PROBLEM TO SOLVE: Every line of the material that mentions the word "window" should be copied out.

DATA SHOWN:
╭──

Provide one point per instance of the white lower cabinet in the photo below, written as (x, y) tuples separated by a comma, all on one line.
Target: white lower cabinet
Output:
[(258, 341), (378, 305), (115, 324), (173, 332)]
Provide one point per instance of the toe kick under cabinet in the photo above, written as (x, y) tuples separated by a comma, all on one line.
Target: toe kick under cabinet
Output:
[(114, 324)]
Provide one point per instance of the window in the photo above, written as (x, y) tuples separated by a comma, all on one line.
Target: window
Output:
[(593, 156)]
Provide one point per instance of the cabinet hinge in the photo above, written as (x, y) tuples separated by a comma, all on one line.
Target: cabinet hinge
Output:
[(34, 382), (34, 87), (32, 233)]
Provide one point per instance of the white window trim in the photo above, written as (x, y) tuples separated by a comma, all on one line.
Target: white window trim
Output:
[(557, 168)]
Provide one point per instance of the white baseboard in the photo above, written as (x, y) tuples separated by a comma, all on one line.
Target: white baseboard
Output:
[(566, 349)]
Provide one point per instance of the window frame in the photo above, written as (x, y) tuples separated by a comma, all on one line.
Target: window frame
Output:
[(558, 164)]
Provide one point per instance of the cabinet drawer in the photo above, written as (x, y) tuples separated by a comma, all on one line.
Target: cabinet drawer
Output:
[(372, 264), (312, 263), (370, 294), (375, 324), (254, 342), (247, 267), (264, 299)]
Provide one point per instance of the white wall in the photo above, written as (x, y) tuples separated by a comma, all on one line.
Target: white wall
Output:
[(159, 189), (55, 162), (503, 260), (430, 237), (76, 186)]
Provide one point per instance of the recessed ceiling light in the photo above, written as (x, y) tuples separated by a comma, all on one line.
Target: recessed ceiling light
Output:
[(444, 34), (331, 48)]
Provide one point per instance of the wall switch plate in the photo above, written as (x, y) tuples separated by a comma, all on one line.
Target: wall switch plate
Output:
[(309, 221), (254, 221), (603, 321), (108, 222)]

╰──

EXPECTED OUTPUT:
Provide one point per instance of the window in the photo above, written as (x, y) tuples separated by a comma, all on one line.
Target: window
Provide one point per instance of the white window trim in the photo above, written as (x, y) tuples separated by a comma, all on one line.
Target: white window trim
Provide one point per instance of the window frame in the photo above, written as (x, y) tuples separated by a comma, all on one line.
Target: window frame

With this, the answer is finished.